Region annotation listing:
____________

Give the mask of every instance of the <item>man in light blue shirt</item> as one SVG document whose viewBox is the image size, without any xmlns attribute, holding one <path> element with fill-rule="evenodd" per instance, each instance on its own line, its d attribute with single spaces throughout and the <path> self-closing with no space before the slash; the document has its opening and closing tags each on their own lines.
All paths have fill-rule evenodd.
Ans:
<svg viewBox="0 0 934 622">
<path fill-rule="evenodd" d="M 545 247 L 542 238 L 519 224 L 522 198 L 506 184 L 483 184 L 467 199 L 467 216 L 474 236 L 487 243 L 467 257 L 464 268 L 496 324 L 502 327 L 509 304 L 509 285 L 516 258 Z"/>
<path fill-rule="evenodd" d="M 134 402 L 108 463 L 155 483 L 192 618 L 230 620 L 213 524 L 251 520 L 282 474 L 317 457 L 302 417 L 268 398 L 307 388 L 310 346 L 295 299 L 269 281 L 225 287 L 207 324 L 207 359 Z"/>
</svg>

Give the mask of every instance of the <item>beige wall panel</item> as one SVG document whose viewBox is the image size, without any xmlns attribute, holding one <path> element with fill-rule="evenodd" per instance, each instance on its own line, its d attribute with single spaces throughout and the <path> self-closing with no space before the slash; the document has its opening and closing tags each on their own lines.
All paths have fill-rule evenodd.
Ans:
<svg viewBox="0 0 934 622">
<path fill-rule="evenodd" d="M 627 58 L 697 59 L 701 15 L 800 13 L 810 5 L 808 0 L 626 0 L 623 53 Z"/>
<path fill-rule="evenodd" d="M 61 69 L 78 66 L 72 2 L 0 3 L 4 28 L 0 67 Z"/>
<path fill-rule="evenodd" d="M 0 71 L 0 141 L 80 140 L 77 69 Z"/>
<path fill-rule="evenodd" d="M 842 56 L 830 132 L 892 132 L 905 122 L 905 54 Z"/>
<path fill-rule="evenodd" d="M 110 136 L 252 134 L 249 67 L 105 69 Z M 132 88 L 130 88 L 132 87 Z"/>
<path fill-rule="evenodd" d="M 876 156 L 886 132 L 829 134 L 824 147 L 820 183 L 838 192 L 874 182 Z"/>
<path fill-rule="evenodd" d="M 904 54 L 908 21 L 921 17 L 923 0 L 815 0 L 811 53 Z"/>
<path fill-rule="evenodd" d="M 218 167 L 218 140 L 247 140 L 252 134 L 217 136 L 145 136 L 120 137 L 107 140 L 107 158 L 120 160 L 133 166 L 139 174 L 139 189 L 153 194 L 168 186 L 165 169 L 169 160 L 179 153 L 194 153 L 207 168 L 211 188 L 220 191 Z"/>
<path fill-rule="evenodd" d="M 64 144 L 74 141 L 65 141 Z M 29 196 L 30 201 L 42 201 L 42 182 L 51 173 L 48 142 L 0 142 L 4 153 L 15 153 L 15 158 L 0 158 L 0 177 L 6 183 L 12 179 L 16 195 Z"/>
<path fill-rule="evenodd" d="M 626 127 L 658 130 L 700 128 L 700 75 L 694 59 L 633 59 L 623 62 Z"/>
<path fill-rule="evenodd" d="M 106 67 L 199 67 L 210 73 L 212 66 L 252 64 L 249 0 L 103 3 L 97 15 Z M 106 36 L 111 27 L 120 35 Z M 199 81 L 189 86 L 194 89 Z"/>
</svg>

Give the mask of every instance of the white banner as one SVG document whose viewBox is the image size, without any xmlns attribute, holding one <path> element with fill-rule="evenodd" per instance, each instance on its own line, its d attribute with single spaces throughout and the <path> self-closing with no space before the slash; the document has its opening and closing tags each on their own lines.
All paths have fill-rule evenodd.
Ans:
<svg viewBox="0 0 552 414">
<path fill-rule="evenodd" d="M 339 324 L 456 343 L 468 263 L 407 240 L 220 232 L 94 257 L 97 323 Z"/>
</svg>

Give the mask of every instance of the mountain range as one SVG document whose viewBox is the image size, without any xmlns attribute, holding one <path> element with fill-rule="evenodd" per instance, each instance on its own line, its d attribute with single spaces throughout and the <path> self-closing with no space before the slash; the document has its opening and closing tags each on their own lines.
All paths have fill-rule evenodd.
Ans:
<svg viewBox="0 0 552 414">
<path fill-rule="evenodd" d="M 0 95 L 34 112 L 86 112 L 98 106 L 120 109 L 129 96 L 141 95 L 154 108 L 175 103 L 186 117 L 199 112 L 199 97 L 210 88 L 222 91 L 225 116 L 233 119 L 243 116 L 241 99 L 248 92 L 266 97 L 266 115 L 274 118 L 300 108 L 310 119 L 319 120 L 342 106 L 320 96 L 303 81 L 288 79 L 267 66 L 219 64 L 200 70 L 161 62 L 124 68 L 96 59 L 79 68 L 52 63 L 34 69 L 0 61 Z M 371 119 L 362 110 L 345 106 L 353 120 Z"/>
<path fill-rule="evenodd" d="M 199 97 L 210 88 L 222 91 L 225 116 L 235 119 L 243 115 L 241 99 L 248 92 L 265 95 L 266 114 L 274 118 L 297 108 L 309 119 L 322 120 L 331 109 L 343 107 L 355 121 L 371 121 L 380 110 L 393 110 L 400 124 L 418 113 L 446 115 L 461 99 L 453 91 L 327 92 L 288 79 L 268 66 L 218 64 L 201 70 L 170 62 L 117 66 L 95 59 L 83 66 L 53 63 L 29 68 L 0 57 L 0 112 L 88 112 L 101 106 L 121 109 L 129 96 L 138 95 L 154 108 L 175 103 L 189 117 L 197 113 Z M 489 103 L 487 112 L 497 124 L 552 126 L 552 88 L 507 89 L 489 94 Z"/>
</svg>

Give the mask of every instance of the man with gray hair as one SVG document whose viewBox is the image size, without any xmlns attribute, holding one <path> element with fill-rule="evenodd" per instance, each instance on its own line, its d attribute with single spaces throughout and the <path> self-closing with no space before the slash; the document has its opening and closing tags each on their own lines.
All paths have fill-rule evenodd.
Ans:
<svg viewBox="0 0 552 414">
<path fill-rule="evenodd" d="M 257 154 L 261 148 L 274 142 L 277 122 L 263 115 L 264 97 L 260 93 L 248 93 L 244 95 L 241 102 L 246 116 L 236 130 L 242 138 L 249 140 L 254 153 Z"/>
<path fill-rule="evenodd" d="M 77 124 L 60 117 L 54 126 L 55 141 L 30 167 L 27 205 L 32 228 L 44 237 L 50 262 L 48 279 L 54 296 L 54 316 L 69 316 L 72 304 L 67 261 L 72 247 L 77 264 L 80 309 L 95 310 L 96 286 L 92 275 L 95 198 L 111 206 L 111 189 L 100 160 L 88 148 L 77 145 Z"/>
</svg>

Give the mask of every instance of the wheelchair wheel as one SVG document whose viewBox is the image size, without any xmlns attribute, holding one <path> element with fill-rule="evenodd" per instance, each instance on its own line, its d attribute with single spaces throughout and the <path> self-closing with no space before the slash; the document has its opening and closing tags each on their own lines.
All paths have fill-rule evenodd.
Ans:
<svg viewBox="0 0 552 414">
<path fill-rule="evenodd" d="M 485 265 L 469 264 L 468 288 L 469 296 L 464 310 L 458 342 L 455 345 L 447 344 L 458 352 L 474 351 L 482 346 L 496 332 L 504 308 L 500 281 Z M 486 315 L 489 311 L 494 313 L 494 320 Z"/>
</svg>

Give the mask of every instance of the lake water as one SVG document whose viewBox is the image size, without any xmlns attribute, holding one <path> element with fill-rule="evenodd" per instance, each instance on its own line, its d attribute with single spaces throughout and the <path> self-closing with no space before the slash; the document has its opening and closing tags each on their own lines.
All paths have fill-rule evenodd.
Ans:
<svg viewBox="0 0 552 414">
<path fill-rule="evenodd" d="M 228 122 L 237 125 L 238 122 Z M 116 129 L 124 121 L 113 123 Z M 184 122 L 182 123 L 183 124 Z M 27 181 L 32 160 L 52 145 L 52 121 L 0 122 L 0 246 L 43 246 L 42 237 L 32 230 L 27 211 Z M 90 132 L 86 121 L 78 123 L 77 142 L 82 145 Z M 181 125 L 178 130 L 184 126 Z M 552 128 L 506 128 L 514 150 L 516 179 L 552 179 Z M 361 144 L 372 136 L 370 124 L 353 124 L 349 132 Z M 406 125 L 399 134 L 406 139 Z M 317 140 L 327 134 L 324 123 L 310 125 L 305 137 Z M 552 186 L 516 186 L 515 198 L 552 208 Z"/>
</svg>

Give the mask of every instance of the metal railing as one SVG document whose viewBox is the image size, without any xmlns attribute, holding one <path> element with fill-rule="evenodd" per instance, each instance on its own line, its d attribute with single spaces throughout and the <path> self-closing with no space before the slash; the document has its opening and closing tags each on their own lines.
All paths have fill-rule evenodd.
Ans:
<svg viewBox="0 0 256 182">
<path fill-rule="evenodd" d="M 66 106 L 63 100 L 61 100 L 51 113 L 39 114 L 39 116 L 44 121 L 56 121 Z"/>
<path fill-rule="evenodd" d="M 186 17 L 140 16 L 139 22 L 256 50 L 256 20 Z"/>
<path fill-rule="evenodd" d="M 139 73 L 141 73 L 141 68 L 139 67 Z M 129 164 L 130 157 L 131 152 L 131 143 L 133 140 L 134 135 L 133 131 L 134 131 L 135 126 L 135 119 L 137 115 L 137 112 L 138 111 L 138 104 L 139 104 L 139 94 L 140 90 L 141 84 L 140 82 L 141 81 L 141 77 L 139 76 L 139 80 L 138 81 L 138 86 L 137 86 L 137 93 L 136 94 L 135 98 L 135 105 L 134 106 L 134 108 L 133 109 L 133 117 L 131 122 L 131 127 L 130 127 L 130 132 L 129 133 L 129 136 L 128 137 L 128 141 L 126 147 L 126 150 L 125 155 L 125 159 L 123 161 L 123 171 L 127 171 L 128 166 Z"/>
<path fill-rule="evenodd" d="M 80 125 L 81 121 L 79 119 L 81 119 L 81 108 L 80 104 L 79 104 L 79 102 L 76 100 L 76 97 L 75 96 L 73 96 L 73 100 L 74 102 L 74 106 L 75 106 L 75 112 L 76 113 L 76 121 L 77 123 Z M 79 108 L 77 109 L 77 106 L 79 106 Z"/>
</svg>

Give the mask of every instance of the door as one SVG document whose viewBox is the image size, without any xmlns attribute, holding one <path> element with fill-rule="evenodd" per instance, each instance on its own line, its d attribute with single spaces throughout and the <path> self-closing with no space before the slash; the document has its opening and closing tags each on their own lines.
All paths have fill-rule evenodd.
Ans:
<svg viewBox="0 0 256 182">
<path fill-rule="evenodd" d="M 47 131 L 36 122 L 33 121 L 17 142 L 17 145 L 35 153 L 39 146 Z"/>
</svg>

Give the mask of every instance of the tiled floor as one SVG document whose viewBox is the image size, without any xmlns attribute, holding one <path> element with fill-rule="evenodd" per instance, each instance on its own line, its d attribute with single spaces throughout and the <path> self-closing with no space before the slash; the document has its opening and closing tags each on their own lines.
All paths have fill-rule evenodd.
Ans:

____________

Task instructions: Render the lines of the listing above, starting at the line containing "Give the mask of every instance of the mountain" and ending at the line containing "95 L 34 112", as a Markdown table with the columns Row and Line, leaving out blank lines.

Solution for this problem:
| Row | Line |
|---|---|
| 1 | Give the mask of every instance of the mountain range as one SVG document whose viewBox is the image size, without any xmlns attribute, holding one <path> element with fill-rule="evenodd" per instance, each instance on its own line, its d attribute with single spaces throughout and the <path> self-closing with no space before the slash; the document has its opening and closing tags each on their own lines. |
| 2 | All paths have fill-rule evenodd. |
| 3 | Ans: |
| 4 | <svg viewBox="0 0 552 414"> |
| 5 | <path fill-rule="evenodd" d="M 0 95 L 34 112 L 86 112 L 98 106 L 120 109 L 129 96 L 141 95 L 154 108 L 175 103 L 186 117 L 199 112 L 199 97 L 210 88 L 222 91 L 225 116 L 233 119 L 243 116 L 241 99 L 248 92 L 266 97 L 266 115 L 274 118 L 300 108 L 310 119 L 319 120 L 342 106 L 320 96 L 303 81 L 288 79 L 267 66 L 219 64 L 200 70 L 161 62 L 124 68 L 96 59 L 79 68 L 52 63 L 34 69 L 0 61 Z M 371 119 L 362 110 L 345 106 L 353 120 Z"/> |